# Records for the task
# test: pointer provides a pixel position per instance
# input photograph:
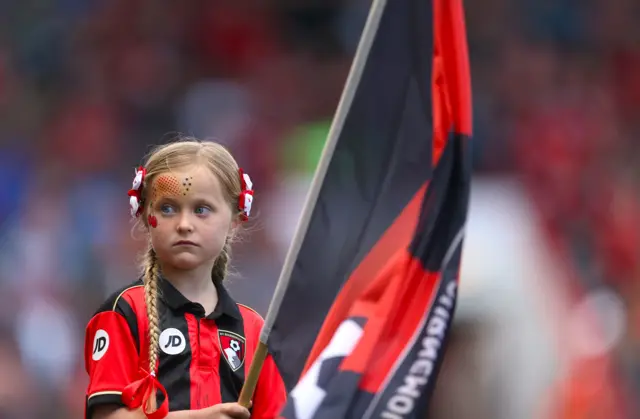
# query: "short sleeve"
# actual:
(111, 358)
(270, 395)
* * *
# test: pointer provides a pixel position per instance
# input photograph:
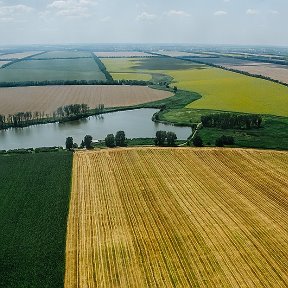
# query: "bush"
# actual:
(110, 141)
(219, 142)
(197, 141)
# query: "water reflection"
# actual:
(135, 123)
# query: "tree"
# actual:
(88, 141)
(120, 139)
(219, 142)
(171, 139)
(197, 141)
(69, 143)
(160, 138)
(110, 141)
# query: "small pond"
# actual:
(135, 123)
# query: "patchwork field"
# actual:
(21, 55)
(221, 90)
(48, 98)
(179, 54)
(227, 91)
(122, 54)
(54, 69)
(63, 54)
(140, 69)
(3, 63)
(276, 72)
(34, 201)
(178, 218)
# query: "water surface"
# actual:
==
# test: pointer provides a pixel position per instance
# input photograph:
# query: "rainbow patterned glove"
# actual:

# Exercise brief
Gather every line above that contains the string "query".

# Exercise result
# query: "short sleeve"
# query: "bush"
# query: "water reflection"
# query: "tree"
# query: "small pond"
# query: "patchwork field"
# query: "water surface"
# query: "rainbow patterned glove"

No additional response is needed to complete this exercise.